— START Page —

Home Improvement Exterior Remodel Doors & Windows

Soundproof Interior Doors: What to Know Before You Buy

Soundproofed sliding wood door partially opened near living room

The Spruce / Leticia Almeida

Sound is often a problem within homes. If you're lucky enough not to have exterior sound migrating to the inside of your home, you may have sound moving from room to room. Various methods can be used to reduce sound transmission in interior spaces in your home. But one method of soundproofing that is often overlooked is one of the simplest: installing a soundproof interior door.

Soundproof Interior Door Options

Sound transmission within a house often occurs because the wall system transmits vibrations from one room to the next. Interior doors are a major contributor to room-to-room sound since they are just one layer and often this layer isn't very solid. Replacing the door alone will greatly reduce sound transmission.

Tip

It helps to add a double layer of drywall on both sides of an insulated shared wall, plus install soft materials such as wall-to-wall carpeting, runners, or area rugs.

Solid Composite Interior Door

Wood composite is a slurry of wood fiber and polyurethane resins that can mimic the look of real wood and provide excellent insulation against sound. In most cases, installing a solid composite interior door will improve soundproofing when it replaces a standard hollow-core door.

Hollow-core doors are braced with cardboard honeycomb materials. The honeycomb structure is empty space. A solid composite interior door provides up to 70-percent more material than a hollow core door. An advantage of composite wood is that it will not warp, shrink, or crack.

Composite interior door surfaces may be flat or embossed. An embossed composite door will seamlessly replace a six-panel hollow-core door while giving a Sound Transmission Class (STC) rating of between 27 and 30. An STC class of 30 is one where a conversation of a normal volume can be heard and understood.

— END Page —

-- Challenges --
- a) Repeat the part of the article on soundproof interior doors starting with "It helps to" and going on through "or area rugs.".
- b) Name every soft material that the article on soundproof interior doors suggests installing in its tip.
- c) Extend the article on soundproof interior doors from its last sentence onward.
The items after the article on soundproof interior doors are not needed.

— START Provided information —

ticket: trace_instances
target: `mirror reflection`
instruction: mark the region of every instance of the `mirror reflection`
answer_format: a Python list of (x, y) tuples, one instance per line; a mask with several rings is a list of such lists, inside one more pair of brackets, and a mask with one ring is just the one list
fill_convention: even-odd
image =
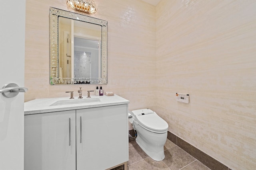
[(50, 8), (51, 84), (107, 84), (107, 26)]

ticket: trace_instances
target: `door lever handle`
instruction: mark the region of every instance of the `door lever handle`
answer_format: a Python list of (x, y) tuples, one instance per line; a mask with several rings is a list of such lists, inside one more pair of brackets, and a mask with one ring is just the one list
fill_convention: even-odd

— END Provided information —

-- Answers --
- a)
It helps to add a double layer of drywall on both sides of an insulated shared wall, plus install soft materials such as wall-to-wall carpeting, runners, or area rugs.

- b) Wall-to-wall carpeting, runners, and area rugs.

- c)
Tip

Solid doors are considerably heavier than hollow-core doors and may require hinges with longer, sturdier screws to support the weight.

Solid Wood Barn Door

Because this barn-style door slides on a track mounted above the door frame, it can be thicker and thus more soundproof than a door mounted within the doorframe.

Sound is vibrations. Vibrations move from one room to the next through attached surfaces. So, breaking the bond between those surfaces greatly reduces sound transmission. Interior barn doors hang from tracks mounted about the door opening, so there is very little surface contact between the door and the wall.

Interior barn doors are well-suited to DIY installation. Because the door overlaps the door frame, there is no need to precisely fit the door within the door frame. Not only that but there is no need to mortise hinges.

Enhanced Hollow Core Door

Replacing standard hollow-core interior passage doors with solid doors is the best way to ensure a quieter house. But with costs starting at $300 to $400, solid core doors may not be economical for many homeowners, especially when several doors need to be replaced. One solution is to improve the hollow core door:

  • Add a door sweep
  • Weatherstrip the door
  • Seal gaps and cracks around the door with painter's caulk
  • Add a soundproofing blanket

Basics of Sound Transmission in a House

Sound Transmission Class (STC) ratings assign a measure of the acoustical performance of a door, wall, or other household material. Higher STC values indicate a better ability to resist the transmission of sound.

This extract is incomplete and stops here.